▶ [Task goal]:
Locate every line in the rows below that contains the string "podium", treating case as significant, and copy each such line in full.

▶ [Stored items]:
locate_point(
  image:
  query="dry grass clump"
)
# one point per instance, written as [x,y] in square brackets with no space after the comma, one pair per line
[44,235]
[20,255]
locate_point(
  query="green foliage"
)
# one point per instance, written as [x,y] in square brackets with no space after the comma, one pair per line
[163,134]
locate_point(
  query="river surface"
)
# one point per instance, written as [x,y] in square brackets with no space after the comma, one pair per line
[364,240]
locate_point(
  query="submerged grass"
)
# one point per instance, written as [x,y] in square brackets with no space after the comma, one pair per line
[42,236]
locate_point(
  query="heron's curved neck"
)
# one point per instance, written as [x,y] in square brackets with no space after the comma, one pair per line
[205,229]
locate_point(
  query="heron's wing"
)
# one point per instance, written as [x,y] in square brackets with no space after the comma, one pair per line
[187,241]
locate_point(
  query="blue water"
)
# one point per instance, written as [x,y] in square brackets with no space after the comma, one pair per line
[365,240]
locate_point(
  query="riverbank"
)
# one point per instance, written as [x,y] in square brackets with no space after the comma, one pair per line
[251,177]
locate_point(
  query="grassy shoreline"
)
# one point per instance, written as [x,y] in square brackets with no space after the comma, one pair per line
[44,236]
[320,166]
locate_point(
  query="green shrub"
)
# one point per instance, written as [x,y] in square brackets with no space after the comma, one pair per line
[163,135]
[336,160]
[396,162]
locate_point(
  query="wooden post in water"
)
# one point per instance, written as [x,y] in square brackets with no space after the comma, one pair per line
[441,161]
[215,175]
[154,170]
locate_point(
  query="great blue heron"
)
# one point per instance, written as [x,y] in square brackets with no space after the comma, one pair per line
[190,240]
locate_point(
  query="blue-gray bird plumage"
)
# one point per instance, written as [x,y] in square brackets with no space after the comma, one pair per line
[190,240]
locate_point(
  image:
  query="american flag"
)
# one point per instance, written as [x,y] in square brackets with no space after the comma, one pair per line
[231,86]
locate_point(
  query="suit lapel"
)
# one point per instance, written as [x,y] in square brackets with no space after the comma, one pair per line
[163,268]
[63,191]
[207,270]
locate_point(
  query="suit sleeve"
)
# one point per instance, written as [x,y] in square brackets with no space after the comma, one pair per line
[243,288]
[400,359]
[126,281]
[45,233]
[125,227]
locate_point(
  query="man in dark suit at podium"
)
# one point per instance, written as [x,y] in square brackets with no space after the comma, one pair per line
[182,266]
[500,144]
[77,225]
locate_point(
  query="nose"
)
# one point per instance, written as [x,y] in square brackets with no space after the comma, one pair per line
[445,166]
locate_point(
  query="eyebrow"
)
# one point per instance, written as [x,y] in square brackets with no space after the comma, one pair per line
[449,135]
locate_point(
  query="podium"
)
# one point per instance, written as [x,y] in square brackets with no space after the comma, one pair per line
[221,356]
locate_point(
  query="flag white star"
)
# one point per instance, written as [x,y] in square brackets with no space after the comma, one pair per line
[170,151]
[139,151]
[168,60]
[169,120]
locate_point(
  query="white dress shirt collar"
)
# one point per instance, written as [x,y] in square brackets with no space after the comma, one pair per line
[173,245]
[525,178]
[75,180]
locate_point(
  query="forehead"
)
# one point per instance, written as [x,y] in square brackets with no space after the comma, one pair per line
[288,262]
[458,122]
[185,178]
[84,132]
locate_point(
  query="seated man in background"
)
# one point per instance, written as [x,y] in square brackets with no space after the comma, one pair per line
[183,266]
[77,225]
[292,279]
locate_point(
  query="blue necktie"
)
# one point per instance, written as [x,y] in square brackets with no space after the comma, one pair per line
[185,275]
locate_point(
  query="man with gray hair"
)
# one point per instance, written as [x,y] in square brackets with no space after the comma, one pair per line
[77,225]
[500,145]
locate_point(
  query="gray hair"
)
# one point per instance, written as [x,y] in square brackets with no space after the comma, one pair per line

▶ [Correct output]:
  query="man in dark suit at podium"
  query="podium"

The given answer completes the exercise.